■ SUPPLIED DATA ■
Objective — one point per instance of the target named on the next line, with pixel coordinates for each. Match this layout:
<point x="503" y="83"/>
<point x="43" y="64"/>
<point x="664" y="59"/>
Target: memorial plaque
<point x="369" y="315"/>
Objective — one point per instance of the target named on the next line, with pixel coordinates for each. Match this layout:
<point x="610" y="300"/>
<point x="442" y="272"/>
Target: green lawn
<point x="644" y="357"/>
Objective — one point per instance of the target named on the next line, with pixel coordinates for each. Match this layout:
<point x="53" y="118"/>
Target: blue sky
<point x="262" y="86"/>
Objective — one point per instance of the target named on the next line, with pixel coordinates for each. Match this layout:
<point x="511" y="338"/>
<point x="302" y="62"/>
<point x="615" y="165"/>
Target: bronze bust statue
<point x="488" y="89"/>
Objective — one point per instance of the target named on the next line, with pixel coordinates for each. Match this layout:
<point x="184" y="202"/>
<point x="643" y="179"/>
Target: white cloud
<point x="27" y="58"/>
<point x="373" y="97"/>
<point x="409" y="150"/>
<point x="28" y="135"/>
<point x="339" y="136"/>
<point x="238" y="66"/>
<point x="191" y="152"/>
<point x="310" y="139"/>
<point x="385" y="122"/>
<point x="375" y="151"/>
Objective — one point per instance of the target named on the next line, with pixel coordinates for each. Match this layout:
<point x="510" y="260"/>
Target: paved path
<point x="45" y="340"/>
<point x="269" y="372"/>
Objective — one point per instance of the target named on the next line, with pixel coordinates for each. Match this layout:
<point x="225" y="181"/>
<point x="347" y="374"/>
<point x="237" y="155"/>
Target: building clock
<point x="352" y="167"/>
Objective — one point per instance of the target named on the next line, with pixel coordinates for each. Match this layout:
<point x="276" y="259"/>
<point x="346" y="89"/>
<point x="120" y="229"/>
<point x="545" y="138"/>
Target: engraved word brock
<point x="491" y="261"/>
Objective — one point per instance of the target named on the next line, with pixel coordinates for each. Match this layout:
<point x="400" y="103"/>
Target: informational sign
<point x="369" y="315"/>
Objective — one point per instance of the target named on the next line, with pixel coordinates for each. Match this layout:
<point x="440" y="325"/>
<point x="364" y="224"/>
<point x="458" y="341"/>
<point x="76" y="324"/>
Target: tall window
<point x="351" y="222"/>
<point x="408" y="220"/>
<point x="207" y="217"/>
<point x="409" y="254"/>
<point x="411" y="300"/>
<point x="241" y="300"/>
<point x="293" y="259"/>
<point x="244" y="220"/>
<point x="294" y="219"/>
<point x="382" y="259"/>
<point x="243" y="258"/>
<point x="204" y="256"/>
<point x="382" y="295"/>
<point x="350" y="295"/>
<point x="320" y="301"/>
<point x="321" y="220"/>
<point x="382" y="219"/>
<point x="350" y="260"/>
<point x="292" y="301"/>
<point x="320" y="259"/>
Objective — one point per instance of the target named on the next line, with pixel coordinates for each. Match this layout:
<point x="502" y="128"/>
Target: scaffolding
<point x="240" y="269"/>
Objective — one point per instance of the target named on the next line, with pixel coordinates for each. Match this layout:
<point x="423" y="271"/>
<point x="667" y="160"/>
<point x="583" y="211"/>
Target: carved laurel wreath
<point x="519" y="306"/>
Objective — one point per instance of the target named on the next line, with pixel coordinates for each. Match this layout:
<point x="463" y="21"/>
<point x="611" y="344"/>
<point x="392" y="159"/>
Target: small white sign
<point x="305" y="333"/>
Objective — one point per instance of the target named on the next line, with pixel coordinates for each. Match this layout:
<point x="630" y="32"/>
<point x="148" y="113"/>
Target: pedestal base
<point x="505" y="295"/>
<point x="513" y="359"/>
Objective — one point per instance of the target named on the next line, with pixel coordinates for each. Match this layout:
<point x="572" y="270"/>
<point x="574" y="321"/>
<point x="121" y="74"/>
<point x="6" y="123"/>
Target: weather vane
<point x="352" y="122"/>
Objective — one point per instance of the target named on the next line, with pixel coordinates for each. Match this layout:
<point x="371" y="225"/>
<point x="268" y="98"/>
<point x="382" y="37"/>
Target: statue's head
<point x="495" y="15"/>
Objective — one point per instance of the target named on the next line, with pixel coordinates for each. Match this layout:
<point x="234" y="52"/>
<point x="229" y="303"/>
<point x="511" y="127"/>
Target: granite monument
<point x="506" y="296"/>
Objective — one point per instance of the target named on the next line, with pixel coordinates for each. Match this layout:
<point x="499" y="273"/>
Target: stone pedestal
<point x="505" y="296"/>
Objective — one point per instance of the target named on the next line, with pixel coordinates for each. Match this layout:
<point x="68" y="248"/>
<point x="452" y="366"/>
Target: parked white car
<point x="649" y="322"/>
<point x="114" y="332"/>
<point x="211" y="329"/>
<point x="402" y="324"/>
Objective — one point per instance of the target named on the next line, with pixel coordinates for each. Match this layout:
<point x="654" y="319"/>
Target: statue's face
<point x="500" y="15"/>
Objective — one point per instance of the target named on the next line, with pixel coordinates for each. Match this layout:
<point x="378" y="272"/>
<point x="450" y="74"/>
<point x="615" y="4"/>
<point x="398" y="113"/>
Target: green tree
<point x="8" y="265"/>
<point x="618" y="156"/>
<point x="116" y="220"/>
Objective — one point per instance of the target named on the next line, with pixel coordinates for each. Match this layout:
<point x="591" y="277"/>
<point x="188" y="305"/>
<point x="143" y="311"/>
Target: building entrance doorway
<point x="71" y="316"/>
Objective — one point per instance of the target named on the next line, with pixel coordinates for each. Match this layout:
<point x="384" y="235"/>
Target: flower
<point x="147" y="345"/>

■ WORK TO COMPLETE ■
What this exercise asks for is the data above, retyped exactly.

■ RESULT FOR THIS TASK ■
Objective — one point per instance of the target named on the next line, with pixel coordinates for each. Match this layout:
<point x="503" y="83"/>
<point x="43" y="64"/>
<point x="664" y="59"/>
Target: memorial plaque
<point x="369" y="315"/>
Objective — one point per instance of the target named on the next line, with pixel coordinates for each. Match this layout:
<point x="610" y="300"/>
<point x="442" y="272"/>
Target: green lawn
<point x="644" y="357"/>
Objective — one point per instance of the target named on the next line, with pixel coordinates for each. Match this layout:
<point x="53" y="118"/>
Target: blue sky
<point x="262" y="86"/>
Objective — one point per instance of the target named on the next line, with pixel coordinates for each. Match this layout:
<point x="511" y="338"/>
<point x="302" y="62"/>
<point x="615" y="165"/>
Target: bronze bust statue
<point x="488" y="89"/>
Objective — one point per instance of the target named on the next line, with pixel coordinates for each. Match this layout:
<point x="184" y="202"/>
<point x="643" y="179"/>
Target: white cloud
<point x="27" y="58"/>
<point x="373" y="97"/>
<point x="409" y="150"/>
<point x="28" y="135"/>
<point x="339" y="136"/>
<point x="238" y="66"/>
<point x="191" y="152"/>
<point x="310" y="139"/>
<point x="385" y="122"/>
<point x="375" y="151"/>
Objective — one point per instance of the target named on the next line, with pixel coordinates for each. Match this layout:
<point x="510" y="260"/>
Target: paved path
<point x="45" y="340"/>
<point x="269" y="372"/>
Objective — one point per instance of the target named on the next line, with pixel coordinates for each. Match this layout:
<point x="225" y="181"/>
<point x="347" y="374"/>
<point x="237" y="155"/>
Target: building clock
<point x="352" y="167"/>
Objective — one point per instance of the target named on the next line, with pixel coordinates for each. Match this layout:
<point x="276" y="259"/>
<point x="346" y="89"/>
<point x="120" y="229"/>
<point x="545" y="138"/>
Target: engraved word brock
<point x="491" y="261"/>
Objective — one point per instance of the target named on the next line, with pixel coordinates for each. Match this layout:
<point x="400" y="103"/>
Target: informational sign
<point x="369" y="315"/>
Objective — one point per instance of the target named on the next line, with pixel coordinates for each. Match this layout:
<point x="440" y="325"/>
<point x="364" y="224"/>
<point x="458" y="341"/>
<point x="76" y="324"/>
Target: tall window
<point x="351" y="222"/>
<point x="408" y="220"/>
<point x="207" y="217"/>
<point x="409" y="254"/>
<point x="411" y="300"/>
<point x="241" y="300"/>
<point x="293" y="259"/>
<point x="244" y="220"/>
<point x="294" y="219"/>
<point x="382" y="259"/>
<point x="243" y="258"/>
<point x="204" y="256"/>
<point x="382" y="295"/>
<point x="350" y="295"/>
<point x="320" y="301"/>
<point x="321" y="220"/>
<point x="382" y="219"/>
<point x="350" y="260"/>
<point x="292" y="301"/>
<point x="320" y="259"/>
Objective — one point per instance of the target named on the next line, with pixel coordinates for each. Match this layout:
<point x="502" y="128"/>
Target: scaffolding
<point x="240" y="269"/>
Objective — one point per instance of the target named on the next line, with pixel coordinates for each. Match this layout:
<point x="423" y="271"/>
<point x="667" y="160"/>
<point x="583" y="211"/>
Target: carved laurel wreath
<point x="519" y="306"/>
Objective — one point per instance of the target named on the next line, with pixel coordinates for each. Match this layout:
<point x="463" y="21"/>
<point x="611" y="344"/>
<point x="392" y="159"/>
Target: small white sign
<point x="305" y="333"/>
Objective — one point per instance of the target named on the next line, with pixel coordinates for each. Match this layout:
<point x="630" y="32"/>
<point x="148" y="113"/>
Target: pedestal base
<point x="505" y="295"/>
<point x="513" y="359"/>
Objective — one point per instance of the target named on the next line, with pixel coordinates for each. Match this layout:
<point x="572" y="270"/>
<point x="574" y="321"/>
<point x="121" y="74"/>
<point x="6" y="123"/>
Target: weather vane
<point x="352" y="122"/>
Objective — one point per instance of the target named on the next line, with pixel coordinates for each. Match this layout:
<point x="371" y="225"/>
<point x="268" y="98"/>
<point x="382" y="37"/>
Target: statue's head
<point x="495" y="15"/>
Objective — one point per instance of the target named on the next line, with pixel coordinates for each. Match this layout:
<point x="234" y="52"/>
<point x="229" y="303"/>
<point x="511" y="127"/>
Target: granite monument
<point x="506" y="296"/>
Objective — one point per instance of the target named on the next line, with pixel coordinates for each. Match this layout:
<point x="499" y="273"/>
Target: stone pedestal
<point x="505" y="296"/>
Objective — one point per instance of the target named on the next line, with pixel coordinates for each. Match this layout:
<point x="68" y="248"/>
<point x="452" y="366"/>
Target: parked white car
<point x="649" y="322"/>
<point x="114" y="332"/>
<point x="211" y="329"/>
<point x="402" y="324"/>
Objective — one point per instance of the target named on the next line, with pixel coordinates for each. Match this layout:
<point x="654" y="319"/>
Target: statue's face
<point x="500" y="15"/>
Objective — one point per instance of the target named on the next line, with pixel coordinates for each. Match this layout:
<point x="378" y="272"/>
<point x="450" y="74"/>
<point x="615" y="4"/>
<point x="398" y="113"/>
Target: green tree
<point x="8" y="265"/>
<point x="618" y="156"/>
<point x="116" y="220"/>
Objective — one point per instance of the target named on the next line, with pixel coordinates for each. Match this layout:
<point x="591" y="277"/>
<point x="188" y="305"/>
<point x="143" y="311"/>
Target: building entrance doorway
<point x="71" y="316"/>
Objective — one point per instance of the target named on the next line, with pixel coordinates for each. Match this layout:
<point x="384" y="235"/>
Target: flower
<point x="147" y="345"/>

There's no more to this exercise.